:: Provided text ::

Cosleeping? You're Not in the Boom Boom Room Anymore
Deciding to co-sleep with baby is a major decision that will affect your family as well as your bedroom. You must consider how your bedroom will metamorphose when you introduce a tiny, erratic sleeper. Not only will the look of your room change -- burp cloths here, a crib and changing table there, glider rocker in the corner -- but the room's personality and function will change. Its sex appeal will evaporate leaving a castrated version of your kinky love nest. Quicker than you can say, "Not in front of the baby, Honey," your former Boom Boom* Room, where baby was made, will be converted into a room for baby's rest and pleasure alone.
Ten Ways You Can Tell You're Not In The Boom Boom Room Anymore
- There is a Fisher Price aquarium and Sleep Sheep on your nightstand because baby won't sleep without either. All night, every night, you have nightmares about being swallowed by a whale like Jonah.

:::
:: Dataset rows ::

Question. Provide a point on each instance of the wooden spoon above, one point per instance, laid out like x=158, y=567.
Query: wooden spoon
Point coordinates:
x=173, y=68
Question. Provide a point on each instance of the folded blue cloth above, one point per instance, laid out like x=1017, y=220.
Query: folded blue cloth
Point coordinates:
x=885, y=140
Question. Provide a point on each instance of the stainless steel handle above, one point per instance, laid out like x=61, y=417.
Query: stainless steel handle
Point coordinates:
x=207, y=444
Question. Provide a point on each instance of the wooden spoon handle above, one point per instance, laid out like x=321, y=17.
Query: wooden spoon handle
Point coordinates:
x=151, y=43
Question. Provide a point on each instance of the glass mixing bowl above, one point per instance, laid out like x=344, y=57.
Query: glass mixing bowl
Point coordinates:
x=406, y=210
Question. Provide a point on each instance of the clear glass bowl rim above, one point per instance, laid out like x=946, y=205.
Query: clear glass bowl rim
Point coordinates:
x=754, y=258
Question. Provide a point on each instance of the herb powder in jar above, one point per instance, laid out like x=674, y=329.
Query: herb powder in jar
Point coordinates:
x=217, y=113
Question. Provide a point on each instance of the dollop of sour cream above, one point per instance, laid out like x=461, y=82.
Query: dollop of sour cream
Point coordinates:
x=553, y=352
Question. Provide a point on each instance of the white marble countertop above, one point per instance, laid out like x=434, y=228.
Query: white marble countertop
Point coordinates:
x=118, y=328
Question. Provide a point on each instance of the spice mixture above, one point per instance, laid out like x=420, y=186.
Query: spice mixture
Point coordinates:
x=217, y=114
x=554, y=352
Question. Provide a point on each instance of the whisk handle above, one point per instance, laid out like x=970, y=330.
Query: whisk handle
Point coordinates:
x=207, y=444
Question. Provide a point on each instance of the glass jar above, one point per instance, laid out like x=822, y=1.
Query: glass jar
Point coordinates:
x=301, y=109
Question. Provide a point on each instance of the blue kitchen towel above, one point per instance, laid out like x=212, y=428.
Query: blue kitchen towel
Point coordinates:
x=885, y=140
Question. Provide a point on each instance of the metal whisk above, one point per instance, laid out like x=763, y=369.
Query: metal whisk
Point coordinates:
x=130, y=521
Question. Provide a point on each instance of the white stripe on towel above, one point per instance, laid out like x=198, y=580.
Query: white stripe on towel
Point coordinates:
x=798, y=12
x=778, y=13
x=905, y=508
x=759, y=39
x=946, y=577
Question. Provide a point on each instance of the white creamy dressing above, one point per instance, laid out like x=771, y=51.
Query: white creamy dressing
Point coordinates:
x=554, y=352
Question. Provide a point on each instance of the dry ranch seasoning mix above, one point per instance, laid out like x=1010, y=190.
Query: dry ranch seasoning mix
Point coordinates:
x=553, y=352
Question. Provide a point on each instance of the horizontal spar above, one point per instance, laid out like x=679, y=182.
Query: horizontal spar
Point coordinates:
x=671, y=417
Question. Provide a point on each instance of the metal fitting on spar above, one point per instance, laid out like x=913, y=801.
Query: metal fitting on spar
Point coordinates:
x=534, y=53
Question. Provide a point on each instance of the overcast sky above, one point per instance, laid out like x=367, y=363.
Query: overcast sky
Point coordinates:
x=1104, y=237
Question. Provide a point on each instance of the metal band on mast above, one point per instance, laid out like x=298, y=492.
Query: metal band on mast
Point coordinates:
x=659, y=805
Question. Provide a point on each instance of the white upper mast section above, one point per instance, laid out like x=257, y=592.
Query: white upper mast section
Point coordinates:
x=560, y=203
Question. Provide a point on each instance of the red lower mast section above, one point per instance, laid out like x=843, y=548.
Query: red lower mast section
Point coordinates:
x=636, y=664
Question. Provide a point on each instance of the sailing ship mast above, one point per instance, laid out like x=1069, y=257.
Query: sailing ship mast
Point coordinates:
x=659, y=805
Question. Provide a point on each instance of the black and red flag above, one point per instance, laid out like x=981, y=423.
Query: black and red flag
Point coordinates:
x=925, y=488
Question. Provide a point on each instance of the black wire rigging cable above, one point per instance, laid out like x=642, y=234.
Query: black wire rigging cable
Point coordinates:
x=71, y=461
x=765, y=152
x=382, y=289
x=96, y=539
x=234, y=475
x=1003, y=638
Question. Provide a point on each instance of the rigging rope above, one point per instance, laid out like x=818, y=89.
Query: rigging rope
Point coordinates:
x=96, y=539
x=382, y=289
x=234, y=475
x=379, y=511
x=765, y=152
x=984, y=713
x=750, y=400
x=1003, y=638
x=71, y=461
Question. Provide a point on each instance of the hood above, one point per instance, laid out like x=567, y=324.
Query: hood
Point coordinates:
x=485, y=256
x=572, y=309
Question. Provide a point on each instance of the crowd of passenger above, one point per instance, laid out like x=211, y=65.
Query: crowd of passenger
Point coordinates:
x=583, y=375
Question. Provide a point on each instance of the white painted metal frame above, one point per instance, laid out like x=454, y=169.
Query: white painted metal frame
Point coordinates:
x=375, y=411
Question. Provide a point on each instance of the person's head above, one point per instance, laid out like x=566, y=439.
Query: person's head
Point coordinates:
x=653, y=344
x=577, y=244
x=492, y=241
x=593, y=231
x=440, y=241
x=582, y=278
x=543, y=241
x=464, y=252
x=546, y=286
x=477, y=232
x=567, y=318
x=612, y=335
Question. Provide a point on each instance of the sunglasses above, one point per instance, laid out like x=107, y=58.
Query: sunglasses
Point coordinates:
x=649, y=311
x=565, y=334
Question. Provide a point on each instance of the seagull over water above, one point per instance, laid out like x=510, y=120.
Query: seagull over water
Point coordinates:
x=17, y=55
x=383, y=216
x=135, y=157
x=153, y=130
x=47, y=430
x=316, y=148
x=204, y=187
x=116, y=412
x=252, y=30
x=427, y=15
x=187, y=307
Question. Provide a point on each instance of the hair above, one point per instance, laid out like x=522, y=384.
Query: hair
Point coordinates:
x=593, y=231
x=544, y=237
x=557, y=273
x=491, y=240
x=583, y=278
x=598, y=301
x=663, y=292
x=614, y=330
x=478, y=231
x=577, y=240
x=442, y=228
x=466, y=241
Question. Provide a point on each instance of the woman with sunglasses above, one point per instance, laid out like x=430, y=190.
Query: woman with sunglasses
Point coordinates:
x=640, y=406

:::

Exercise requirements = Repeat the stretch from "Ten Ways You" through "whale like Jonah." in the co-sleeping piece, substituting "dresser" for "nightstand".

Solved problem =
Ten Ways You Can Tell You're Not In The Boom Boom Room Anymore
- There is a Fisher Price aquarium and Sleep Sheep on your dresser because baby won't sleep without either. All night, every night, you have nightmares about being swallowed by a whale like Jonah.